— Input material —
......
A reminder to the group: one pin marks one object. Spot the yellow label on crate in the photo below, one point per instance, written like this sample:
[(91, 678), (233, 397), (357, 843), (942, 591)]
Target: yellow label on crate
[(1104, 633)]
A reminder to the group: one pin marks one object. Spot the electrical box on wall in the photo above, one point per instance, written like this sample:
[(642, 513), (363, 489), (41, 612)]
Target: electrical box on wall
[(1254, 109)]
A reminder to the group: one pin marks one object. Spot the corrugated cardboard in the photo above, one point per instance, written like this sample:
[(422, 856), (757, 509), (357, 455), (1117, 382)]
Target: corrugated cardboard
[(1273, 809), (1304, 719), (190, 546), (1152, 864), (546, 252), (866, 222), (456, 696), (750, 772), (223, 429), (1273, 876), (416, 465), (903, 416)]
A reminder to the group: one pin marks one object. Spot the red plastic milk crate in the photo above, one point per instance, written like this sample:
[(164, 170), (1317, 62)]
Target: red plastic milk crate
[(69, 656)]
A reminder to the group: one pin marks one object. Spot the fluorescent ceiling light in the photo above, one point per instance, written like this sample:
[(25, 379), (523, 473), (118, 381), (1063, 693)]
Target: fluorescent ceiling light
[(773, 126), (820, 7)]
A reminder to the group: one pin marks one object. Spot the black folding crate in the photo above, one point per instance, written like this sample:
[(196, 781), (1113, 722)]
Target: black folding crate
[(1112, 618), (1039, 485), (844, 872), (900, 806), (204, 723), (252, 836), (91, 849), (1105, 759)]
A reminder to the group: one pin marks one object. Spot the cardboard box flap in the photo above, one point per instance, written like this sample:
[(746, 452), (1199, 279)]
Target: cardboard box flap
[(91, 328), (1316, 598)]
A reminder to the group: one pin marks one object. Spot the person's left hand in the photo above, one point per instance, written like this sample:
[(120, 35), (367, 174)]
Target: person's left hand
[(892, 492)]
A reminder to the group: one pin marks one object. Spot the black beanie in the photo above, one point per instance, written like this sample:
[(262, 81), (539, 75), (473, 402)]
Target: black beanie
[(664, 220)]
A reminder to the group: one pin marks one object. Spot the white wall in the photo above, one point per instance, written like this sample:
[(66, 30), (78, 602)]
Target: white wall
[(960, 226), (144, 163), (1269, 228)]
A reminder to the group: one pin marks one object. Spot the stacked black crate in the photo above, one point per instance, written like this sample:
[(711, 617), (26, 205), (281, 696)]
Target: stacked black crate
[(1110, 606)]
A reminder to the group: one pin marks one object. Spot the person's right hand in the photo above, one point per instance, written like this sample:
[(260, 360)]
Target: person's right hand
......
— Task details —
Copy every line of the entries above word for word.

— Full output —
A reminder to the group: one pin marks one object. Spot the yellow label on crate in the photo below, one point per instance, written like this sample:
[(91, 678), (233, 397), (357, 843), (942, 591)]
Target: yellow label on crate
[(1104, 633)]
A reminder to the group: one pin marks one object. Spot the electrical box on wall in the photo above, one point per instance, written like this sample:
[(642, 513), (363, 489), (41, 612)]
Target: electrical box on wall
[(1254, 109)]
A reminder to the group: one pin marks one object. Spot the corrugated cardboard in the photo above, one point per instance, written like this sample:
[(422, 856), (757, 509), (357, 455), (1117, 382)]
Target: corrugated cardboard
[(1273, 809), (1304, 719), (190, 546), (1152, 864), (546, 252), (866, 222), (456, 696), (750, 772), (223, 429), (1273, 876), (416, 465), (903, 416)]
A reminder to the group: one pin marks one object. Spot the red plastic milk crate in the photo above, one point per instance, written like this sample:
[(164, 170), (1317, 62)]
Target: red plastic milk crate
[(69, 656)]
A reminder to the group: one pin marks one object. Spot the fluorescent ceiling light in the photo above, one point per instance, written like this sample:
[(25, 379), (523, 473), (118, 381), (1063, 693)]
Target: fluorescent ceiling light
[(773, 126), (820, 7)]
A reminder to the group: one pin marks one object. Spot the black folding crate in the photo above, one point per instance, written like this sample:
[(196, 781), (1113, 722)]
Target: black folding crate
[(1112, 618), (1039, 485), (844, 872), (900, 806), (204, 723), (252, 836), (91, 849), (1105, 759)]
A reminder to the group: one pin marks one object. Spot the cardboard box flap in the photo above, one point per instance, written like this sample:
[(746, 452), (1199, 279)]
Target: cardboard box flap
[(91, 328), (1316, 598)]
A reminder to the group: one pin marks one object. Spot the person's left hand in the photo above, one point per instance, written like this sample:
[(120, 35), (367, 174)]
Target: person's left hand
[(892, 492)]
A reminder to the group: one pin marks one object. Spot the black beanie in the photo above, one point per instance, written like this sample:
[(262, 81), (539, 75), (473, 402)]
Target: black beanie
[(664, 220)]
A reminder to the group: one pin marks one object. Spot the white wall in the photo above, one point per instance, written like this sample:
[(66, 30), (78, 602)]
Target: white wall
[(960, 226), (144, 163), (1269, 228)]
A reminder to the group: one pin marks one object. Spot the stacked black crate in the photo above, one point per instance, written like this sample:
[(711, 617), (26, 205), (281, 696)]
Target: stacked black crate
[(1110, 606)]
A reminder to the group: one pin marks one object. Spot the person's right hand in the photo above, one point per instance, written like this sample:
[(260, 360)]
Target: person's right hand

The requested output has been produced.